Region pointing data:
***

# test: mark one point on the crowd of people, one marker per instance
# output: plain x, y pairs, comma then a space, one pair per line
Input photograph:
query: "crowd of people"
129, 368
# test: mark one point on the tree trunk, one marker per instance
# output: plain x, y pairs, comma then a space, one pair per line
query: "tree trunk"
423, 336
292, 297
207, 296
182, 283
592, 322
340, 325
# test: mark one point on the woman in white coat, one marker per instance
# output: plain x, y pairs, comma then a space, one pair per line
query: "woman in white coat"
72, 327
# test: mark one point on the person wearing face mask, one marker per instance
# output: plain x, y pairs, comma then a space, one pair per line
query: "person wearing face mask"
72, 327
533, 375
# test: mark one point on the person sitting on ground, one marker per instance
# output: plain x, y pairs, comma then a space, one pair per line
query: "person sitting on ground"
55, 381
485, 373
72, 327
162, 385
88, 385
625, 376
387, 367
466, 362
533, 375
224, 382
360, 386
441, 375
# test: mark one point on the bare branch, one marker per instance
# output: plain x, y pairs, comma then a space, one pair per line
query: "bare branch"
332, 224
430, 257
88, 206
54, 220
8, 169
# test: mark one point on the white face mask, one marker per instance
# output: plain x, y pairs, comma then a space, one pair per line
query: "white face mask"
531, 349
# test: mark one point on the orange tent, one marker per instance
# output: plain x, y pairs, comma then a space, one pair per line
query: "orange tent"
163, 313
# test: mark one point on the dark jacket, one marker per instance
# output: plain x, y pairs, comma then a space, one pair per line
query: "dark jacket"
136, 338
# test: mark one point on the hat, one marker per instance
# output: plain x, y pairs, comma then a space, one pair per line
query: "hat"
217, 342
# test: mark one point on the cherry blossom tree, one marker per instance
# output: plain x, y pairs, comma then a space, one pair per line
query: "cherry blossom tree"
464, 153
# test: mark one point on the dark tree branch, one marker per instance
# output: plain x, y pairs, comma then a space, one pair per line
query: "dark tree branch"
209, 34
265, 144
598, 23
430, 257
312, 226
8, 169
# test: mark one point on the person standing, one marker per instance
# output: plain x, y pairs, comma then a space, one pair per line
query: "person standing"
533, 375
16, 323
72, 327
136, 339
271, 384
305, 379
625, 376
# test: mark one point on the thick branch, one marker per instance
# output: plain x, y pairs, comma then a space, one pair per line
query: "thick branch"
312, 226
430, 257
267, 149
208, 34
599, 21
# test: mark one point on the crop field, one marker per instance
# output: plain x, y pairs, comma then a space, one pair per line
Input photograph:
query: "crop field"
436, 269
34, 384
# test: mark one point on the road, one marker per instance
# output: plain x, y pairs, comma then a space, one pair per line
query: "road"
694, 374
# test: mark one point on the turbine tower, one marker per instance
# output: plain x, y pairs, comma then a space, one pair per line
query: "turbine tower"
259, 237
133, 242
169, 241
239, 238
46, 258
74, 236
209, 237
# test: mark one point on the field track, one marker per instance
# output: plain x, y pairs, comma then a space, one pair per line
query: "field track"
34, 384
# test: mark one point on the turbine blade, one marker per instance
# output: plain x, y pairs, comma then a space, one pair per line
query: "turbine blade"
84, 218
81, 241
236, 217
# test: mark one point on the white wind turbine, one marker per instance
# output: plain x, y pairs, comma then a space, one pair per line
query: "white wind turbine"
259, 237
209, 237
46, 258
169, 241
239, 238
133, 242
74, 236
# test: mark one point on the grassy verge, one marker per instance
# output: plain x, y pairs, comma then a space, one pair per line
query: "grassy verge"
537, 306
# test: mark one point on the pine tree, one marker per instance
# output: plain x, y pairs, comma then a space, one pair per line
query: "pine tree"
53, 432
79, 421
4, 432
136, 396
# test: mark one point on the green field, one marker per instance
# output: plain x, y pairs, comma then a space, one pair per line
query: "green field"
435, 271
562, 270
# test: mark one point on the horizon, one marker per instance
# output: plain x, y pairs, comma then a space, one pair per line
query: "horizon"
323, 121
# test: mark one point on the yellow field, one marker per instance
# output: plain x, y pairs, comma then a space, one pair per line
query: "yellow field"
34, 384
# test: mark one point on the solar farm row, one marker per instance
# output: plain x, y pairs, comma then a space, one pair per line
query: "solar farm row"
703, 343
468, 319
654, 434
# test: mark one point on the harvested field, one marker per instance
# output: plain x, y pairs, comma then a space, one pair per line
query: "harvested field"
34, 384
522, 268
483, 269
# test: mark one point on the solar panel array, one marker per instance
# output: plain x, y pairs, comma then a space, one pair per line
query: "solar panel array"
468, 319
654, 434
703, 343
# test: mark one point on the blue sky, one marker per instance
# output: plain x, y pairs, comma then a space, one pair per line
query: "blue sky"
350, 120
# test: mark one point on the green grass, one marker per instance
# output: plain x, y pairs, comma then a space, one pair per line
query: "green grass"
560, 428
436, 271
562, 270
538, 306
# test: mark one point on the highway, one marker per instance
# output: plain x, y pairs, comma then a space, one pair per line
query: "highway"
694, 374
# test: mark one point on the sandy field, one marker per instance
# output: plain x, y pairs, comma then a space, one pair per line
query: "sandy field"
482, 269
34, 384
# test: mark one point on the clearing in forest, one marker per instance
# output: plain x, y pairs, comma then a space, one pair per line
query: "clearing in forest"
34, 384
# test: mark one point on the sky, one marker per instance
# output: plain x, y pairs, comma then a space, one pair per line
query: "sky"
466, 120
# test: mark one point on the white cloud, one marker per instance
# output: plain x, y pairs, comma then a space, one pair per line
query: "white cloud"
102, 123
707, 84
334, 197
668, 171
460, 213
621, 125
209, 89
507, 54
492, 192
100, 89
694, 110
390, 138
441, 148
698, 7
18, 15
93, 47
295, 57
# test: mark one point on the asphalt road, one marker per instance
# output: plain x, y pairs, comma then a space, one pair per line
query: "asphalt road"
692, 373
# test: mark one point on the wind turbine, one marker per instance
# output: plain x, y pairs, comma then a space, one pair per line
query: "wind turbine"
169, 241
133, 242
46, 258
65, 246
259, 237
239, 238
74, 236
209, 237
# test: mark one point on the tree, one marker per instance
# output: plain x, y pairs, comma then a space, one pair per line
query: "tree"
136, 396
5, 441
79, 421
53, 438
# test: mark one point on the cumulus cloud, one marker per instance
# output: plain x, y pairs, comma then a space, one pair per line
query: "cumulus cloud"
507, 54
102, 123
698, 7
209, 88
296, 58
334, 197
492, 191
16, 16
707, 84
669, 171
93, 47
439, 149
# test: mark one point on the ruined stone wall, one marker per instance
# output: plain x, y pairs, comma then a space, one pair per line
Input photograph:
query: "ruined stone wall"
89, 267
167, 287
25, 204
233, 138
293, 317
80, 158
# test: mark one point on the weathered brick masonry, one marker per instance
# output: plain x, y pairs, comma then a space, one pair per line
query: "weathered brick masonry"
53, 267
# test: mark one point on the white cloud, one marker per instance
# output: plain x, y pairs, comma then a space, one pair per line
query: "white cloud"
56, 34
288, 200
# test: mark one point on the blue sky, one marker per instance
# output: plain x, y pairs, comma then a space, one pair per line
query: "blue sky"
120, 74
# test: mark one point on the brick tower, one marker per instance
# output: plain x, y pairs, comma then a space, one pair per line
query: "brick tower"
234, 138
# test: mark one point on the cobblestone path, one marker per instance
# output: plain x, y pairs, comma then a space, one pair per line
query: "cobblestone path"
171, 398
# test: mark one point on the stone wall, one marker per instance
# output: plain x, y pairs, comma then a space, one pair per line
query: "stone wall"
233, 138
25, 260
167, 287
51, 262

***

Write each line of the data above out again without altering a word.

Your response:
# test: mark one point on the crowd of people, one marker per instance
# output: plain x, y pairs, comma then a space, one pair per line
Input photograph:
query: "crowd of people"
129, 368
# test: mark one point on the tree trunk, one marker per instance
# output: plain x, y pairs, comma then a space, one pair per line
query: "tree trunk"
423, 336
292, 297
207, 296
182, 283
592, 322
340, 325
# test: mark one point on the woman in white coat, one marker per instance
# output: plain x, y pairs, comma then a space, one pair per line
query: "woman in white coat"
72, 327
# test: mark one point on the person wearing face mask, one marker per instance
# output: plain x, y pairs, comma then a space, one pair per line
query: "person wearing face mask"
72, 327
533, 375
# test: mark one point on the person sitting on ground, one marker per instance
# output: plain x, y pairs, comma then a space, one pair per line
query: "person sitting on ground"
55, 381
485, 373
72, 327
162, 385
88, 385
625, 376
387, 367
466, 362
533, 375
224, 382
360, 386
441, 375
# test: mark one point on the bare branch, one marker per instance
# output: plain x, y pairs, comma then a space, one pair per line
query: "bare branch"
332, 224
430, 257
88, 206
54, 220
8, 169
# test: mark one point on the white face mask, one marker per instance
# output: plain x, y pairs, comma then a space, one pair per line
query: "white face mask"
531, 349
# test: mark one point on the orange tent, one marker per instance
# output: plain x, y pairs, comma then a space, one pair per line
query: "orange tent"
163, 313
# test: mark one point on the dark jacket, one marker per instance
# output: plain x, y pairs, comma then a space, one pair per line
query: "dark jacket"
136, 338
# test: mark one point on the hat, one marker per instance
# output: plain x, y pairs, comma then a space, one pair per line
query: "hat"
217, 342
# test: mark one point on the cherry blossom tree, one marker per instance
# output: plain x, y pairs, comma then a space, one pair per line
query: "cherry blossom tree"
464, 153
# test: mark one point on the dark tree branch, one marker per instance
# output: plain x, y pairs, comma then a space, one pair per line
query: "dark tree branch"
209, 34
265, 144
598, 23
430, 257
312, 226
8, 169
# test: mark one point on the person standing, one marker per instance
# output: plain x, y pairs, comma then a space, one pair per line
query: "person standing"
533, 375
16, 323
72, 327
136, 339
271, 384
305, 379
625, 376
# test: mark one point on the thick branch, one marker per instance
# output: plain x, y pairs, comma then a space, one pair per line
query: "thick branch"
312, 226
430, 257
267, 149
208, 34
599, 21
# test: mark one point on the crop field, one marker per instance
# output: plain x, y pairs, comma then a space, one pair per line
Input photograph:
query: "crop field"
436, 269
34, 384
# test: mark one point on the road, one marker per instance
# output: plain x, y pairs, comma then a space, one pair per line
query: "road"
694, 374
# test: mark one point on the turbine tower, one marker per instance
# output: plain x, y pairs, comma then a space, one pair per line
query: "turbine tower"
259, 237
133, 242
169, 241
239, 238
46, 258
74, 236
209, 237
# test: mark one point on the field track, one marker per instance
# output: plain x, y pairs, comma then a space, one pair per line
query: "field track"
34, 384
# test: mark one point on the turbine blade, one marker per instance
# output: plain x, y pairs, comma then a space, one pair per line
query: "turbine blade"
84, 218
81, 241
236, 217
# test: mark one point on the white wind turbine, one marker per instance
# output: plain x, y pairs, comma then a space, one pair per line
query: "white wind turbine"
259, 237
209, 237
46, 258
169, 241
239, 238
133, 242
74, 236
# test: mark one point on the grassy verge, one marker per instance
# output: plain x, y pairs, comma then a space, one pair per line
query: "grassy verge"
537, 306
# test: mark one point on the pine tree, one marker per instance
# output: plain x, y pairs, comma then a space, one pair per line
query: "pine tree"
53, 432
79, 421
4, 432
136, 396
# test: mark one point on the green field, one marker per instance
# output: plain x, y pairs, comma then a space, one pair per line
query: "green field"
435, 271
562, 270
# test: mark one point on the horizon, one marker per instance
# output: plain x, y pairs, comma then a space, one pair per line
query: "horizon"
323, 121
# test: mark one point on the yellow field, one marker per instance
# output: plain x, y pairs, comma then a space, one pair per line
query: "yellow field"
34, 384
# test: mark one point on the solar farm row, one marker per instance
# output: plain x, y pairs, comma then a space, one pair per line
query: "solar farm row"
703, 343
468, 319
654, 434
# test: mark one point on the harvested field, one marker per instance
# output: plain x, y pairs, comma then a space, one pair per line
query: "harvested field"
34, 384
522, 268
483, 269
# test: mark one point on the solar panel array, one marker per instance
# output: plain x, y pairs, comma then a space, one pair per line
query: "solar panel array"
468, 319
654, 434
703, 343
# test: mark one point on the blue sky, one marker per instance
# output: plain x, y pairs, comma then a space, one pair per line
query: "blue sky"
350, 120
# test: mark one point on the green grass, one marker per instance
# output: plain x, y pairs, comma then a space, one pair per line
query: "green grass"
560, 428
436, 271
562, 270
538, 306
# test: mark one point on the highway, one marker per instance
# output: plain x, y pairs, comma then a space, one pair per line
query: "highway"
694, 374
# test: mark one point on the sandy field, one marker per instance
# output: plain x, y pairs, comma then a space, one pair per line
query: "sandy field"
482, 269
34, 384
# test: mark one point on the clearing in forest, one marker per instance
# output: plain x, y pairs, comma then a space, one pair per line
query: "clearing in forest"
34, 384
# test: mark one point on the sky, one marker per instance
# output: plain x, y pairs, comma then a space, one pair per line
query: "sky"
466, 120
# test: mark one point on the white cloud, one marker per instance
# output: plain x, y pairs, comma then a space, one pair per line
query: "white cloud"
102, 123
707, 84
334, 197
668, 171
460, 213
621, 125
209, 89
507, 54
492, 192
100, 89
694, 110
390, 138
441, 148
698, 7
18, 15
93, 47
295, 57
# test: mark one point on the asphalt road, one marker per instance
# output: plain x, y pairs, comma then a space, one pair per line
query: "asphalt road"
692, 373
# test: mark one point on the wind turbine, one marker per instance
# output: plain x, y pairs, comma then a space, one pair per line
query: "wind turbine"
169, 241
133, 242
46, 258
65, 246
259, 237
239, 238
74, 236
209, 237
# test: mark one point on the tree, one marker per instance
# output: plain x, y pairs, comma then a space, one pair per line
query: "tree"
136, 396
5, 441
79, 421
53, 438
# test: mark one point on the cumulus cloud, one marker per instance
# output: plain x, y pairs, comma then a space, one pair per line
query: "cumulus cloud"
507, 54
102, 123
698, 7
209, 88
296, 58
334, 197
492, 191
16, 16
707, 84
669, 171
93, 47
439, 149
# test: mark one point on the ruined stone wall, one marker per instance
# output: plain x, y pairs, comma then a space, one pair per line
Input photograph:
query: "ruined stone wall"
89, 267
167, 287
25, 204
233, 138
293, 317
80, 158
# test: mark one point on the weathered brick masonry, one marker per instance
# output: plain x, y pairs, comma then a space, one pair per line
query: "weathered brick masonry"
53, 267
# test: mark one point on the white cloud, one marker per instance
# output: plain x, y pairs, comma then a space, one pair per line
query: "white cloud"
56, 34
288, 200
# test: mark one point on the blue sky, one marker per instance
# output: plain x, y pairs, comma then a space, one pair per line
query: "blue sky"
120, 74
# test: mark one point on the brick tower, one marker per instance
# output: plain x, y pairs, comma then a space, one pair per line
query: "brick tower"
234, 138
# test: mark one point on the cobblestone path, one marker per instance
# output: plain x, y pairs, comma then a space, one pair per line
query: "cobblestone path"
171, 398
# test: mark one point on the stone wall, one marker per instance
# output: plain x, y pairs, comma then a space, one pair per line
query: "stone wall"
233, 138
25, 260
167, 287
51, 262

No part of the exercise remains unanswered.